Activity: Extend the article on intraoperative positioning for subtalar joint procedures, picking up right after its final sentence.

Keys To Intraoperative Positioning For Subtalar Joint Procedures
Subtalar joint arthrodesis and subtalar joint arthroereisis are widely used surgical procedures for eliminating motion or limiting excessive pronation at the subtalar joint.1-3
Although the indications for either procedure may be vastly different, the successful outcome of both relies on proper positioning of the subtalar joint. A poorly positioned fusion or arthroereisis may result in continued pain and disability, gait dysfunction, or excessive stress on adjacent joints.4,5 Careful preoperative and intraoperative planning are required in order to ensure the best possible outcome.
Podiatric physicians should perform a thorough preoperative biomechanical evaluation on every patient they are considering for a possible subtalar joint arthrodesis or arthroereisis.6-8 Paramount in this evaluation is to determine the optimal position of the heel relative to the ground. When the patient is lying on the operating table, it is often very difficult for the surgeon to determine the proper heel position if he or she did not first obtain a weightbearing, preoperative reference point. Without this point of reference, the surgeon may fail to take into account frontal plane deformities of the hip, knee and forefoot that may ultimately result in an undesirable position of the heel.
For subtalar joint fusion, one should ensure positioning of the heel in approximately 2 to 4 degrees of valgus relative to the ground in order to maximize the stability of the medial column and prevent rigidity and overload of the lateral column. When it comes to arthroereisis, surgeons should place the heel in a position that is approximately 4 to 6 degrees less everted than its maximally pronated position relative to the ground. This position allows some compensatory pronation for shock absorption while still therapeutically limiting the excesss pronatory motion of the subtalar joint.

Excerpted data:

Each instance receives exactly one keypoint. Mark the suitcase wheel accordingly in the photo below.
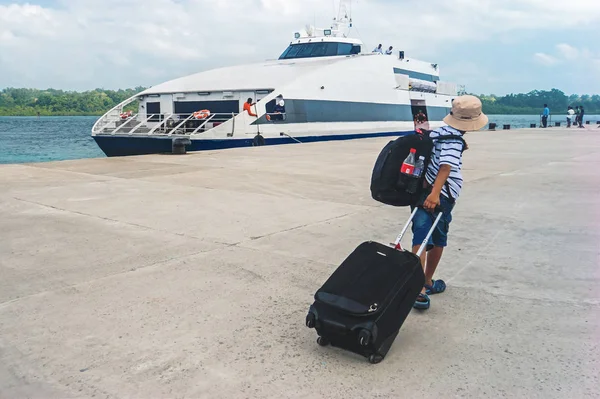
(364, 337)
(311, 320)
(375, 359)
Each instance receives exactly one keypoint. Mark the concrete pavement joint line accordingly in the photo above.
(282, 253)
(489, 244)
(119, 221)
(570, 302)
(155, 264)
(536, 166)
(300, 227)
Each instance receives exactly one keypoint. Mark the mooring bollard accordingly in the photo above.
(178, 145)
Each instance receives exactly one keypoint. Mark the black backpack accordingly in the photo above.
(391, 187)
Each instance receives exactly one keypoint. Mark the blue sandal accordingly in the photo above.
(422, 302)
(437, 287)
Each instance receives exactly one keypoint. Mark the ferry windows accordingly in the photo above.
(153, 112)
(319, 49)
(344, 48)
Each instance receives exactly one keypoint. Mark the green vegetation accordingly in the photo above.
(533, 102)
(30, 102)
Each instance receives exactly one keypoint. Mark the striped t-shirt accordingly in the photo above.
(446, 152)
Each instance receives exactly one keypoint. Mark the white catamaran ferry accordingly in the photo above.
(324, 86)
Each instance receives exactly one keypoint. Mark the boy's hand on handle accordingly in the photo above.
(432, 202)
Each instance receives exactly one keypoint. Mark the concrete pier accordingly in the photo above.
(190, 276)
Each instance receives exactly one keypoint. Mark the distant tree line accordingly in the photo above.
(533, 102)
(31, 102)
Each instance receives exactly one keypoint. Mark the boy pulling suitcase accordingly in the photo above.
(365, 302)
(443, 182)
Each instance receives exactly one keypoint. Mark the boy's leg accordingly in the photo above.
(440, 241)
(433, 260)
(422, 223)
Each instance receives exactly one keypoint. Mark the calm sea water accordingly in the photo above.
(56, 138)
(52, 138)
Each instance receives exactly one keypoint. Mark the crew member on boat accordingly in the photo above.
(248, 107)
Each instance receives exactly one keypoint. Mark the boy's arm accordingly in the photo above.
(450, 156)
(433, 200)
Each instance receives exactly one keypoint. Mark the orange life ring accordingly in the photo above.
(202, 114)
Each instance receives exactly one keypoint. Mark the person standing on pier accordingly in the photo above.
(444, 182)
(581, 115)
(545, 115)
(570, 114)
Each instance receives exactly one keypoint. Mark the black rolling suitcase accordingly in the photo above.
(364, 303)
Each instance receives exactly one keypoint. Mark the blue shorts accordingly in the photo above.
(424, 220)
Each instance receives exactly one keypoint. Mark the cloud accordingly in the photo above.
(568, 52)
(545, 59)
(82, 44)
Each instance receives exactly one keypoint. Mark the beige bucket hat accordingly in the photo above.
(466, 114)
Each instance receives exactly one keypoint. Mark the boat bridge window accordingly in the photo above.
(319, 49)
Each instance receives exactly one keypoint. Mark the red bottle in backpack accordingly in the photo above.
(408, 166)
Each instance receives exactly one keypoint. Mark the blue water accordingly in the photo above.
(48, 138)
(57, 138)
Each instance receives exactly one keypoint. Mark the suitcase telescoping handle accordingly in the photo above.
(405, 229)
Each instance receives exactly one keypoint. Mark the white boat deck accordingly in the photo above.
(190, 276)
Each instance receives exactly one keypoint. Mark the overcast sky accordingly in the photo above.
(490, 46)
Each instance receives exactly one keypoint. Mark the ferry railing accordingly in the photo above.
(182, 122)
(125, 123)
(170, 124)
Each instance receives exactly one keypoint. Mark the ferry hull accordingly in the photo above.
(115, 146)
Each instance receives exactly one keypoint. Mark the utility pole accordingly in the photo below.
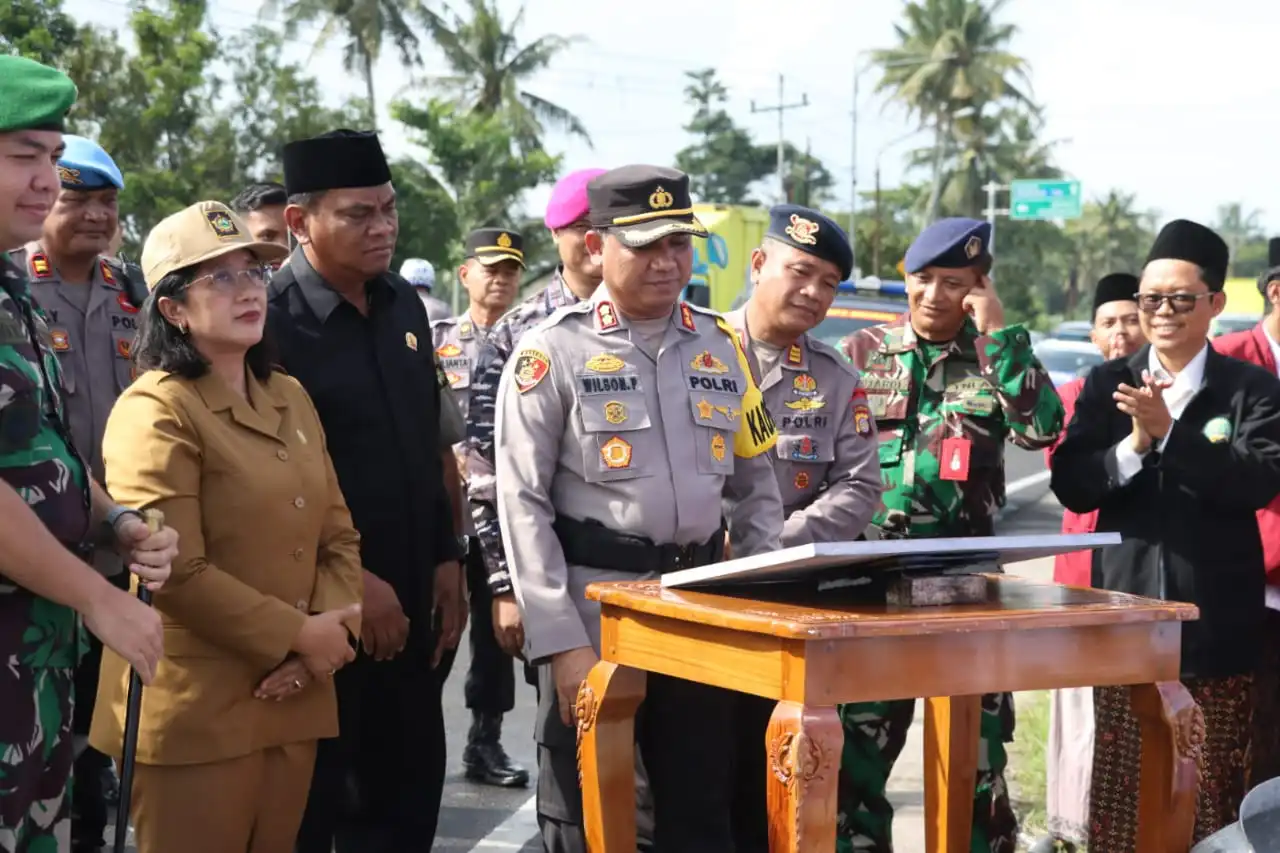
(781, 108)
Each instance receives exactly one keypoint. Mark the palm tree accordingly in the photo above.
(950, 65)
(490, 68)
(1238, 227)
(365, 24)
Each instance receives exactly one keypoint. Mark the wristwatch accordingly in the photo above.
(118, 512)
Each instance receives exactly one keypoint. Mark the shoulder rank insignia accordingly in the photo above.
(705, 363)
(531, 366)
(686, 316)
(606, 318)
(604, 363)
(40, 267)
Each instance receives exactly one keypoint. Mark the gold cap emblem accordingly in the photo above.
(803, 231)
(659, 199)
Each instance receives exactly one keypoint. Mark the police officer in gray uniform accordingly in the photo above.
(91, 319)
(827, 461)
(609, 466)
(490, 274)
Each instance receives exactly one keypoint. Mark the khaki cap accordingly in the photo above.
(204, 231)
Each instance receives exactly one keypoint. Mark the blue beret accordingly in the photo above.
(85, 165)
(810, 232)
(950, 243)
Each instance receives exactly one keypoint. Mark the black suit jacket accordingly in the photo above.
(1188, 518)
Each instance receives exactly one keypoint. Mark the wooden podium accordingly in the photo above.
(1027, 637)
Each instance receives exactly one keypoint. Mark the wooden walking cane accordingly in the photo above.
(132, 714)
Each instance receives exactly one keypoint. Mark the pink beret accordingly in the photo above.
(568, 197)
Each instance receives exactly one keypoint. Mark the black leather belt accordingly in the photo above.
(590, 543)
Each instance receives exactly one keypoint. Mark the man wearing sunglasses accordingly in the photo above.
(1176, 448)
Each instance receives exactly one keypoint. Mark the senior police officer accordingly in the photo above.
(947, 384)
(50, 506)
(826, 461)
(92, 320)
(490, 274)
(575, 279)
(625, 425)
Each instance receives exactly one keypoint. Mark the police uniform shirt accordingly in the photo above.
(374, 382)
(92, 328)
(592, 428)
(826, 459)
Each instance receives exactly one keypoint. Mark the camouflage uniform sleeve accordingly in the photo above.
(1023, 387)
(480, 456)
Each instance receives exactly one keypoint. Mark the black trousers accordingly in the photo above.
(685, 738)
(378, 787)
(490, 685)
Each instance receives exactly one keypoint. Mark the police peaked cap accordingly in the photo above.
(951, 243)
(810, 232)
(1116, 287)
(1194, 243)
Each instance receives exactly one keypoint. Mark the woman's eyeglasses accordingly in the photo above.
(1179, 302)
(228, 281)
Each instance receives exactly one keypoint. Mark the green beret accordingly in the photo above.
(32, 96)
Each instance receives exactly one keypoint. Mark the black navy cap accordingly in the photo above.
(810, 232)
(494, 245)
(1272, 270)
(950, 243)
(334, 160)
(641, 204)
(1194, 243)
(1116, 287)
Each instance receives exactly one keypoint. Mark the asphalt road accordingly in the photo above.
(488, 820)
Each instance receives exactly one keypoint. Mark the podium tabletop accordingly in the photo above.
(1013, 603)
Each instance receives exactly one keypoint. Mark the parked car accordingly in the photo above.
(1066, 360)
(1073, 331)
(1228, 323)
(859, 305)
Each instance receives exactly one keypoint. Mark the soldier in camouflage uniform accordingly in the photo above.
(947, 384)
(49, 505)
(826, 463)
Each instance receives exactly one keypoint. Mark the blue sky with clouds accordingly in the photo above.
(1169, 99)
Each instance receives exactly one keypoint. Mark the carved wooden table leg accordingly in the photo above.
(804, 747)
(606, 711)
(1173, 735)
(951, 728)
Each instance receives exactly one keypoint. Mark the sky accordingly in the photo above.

Result for this task:
Fusing the heel in a varus position or overcorrection of an arthroereisis implant will prevent normal plantar loading of the medial column, and lead to lateral column overload. Conversely, too much valgus or under-correction of arthroereisis can lead to calcaneofibular impingement or less effectiveness of the implant correction in providing the desired effect. Accordingly, success or failure of either procedure depends heavily on obtaining a correct position of the heel relative to the ground.9,10
A Guide To Pertinent Measurements In The Preoperative Biomechanical Exam
During the preoperative biomechanical exam, the patient should be weightbearing in order to measure the neutral calcaneal stance position (NCSP), relaxed calcaneal stance position (RCSP), and the ideal final position of the heel relative to the ground (i.e. 2 to 4 degrees of valgus for fusion and 4 to 6 degrees less eversion than in maximum pronation for arthroereisis).
With the patient standing and the posterior heel facing the examiner, one should draw a line on the distal, posterior leg, parallel to the longitudinal axis of the tibia. The examiner places the patient in a neutral calcaneal stance position and marks the posterior heel in line with the longitudinal axis of the tibia. Then shift the patient to a maximally pronated (everted) position and mark the posterior heel to reflect the eversion of the heel. This is usually the relaxed calcaneal stance position.
The final mark represents the ideal position of the heel relative to the ground. This almost always falls between the two previous marks of both the neutral position and maximally pronated position.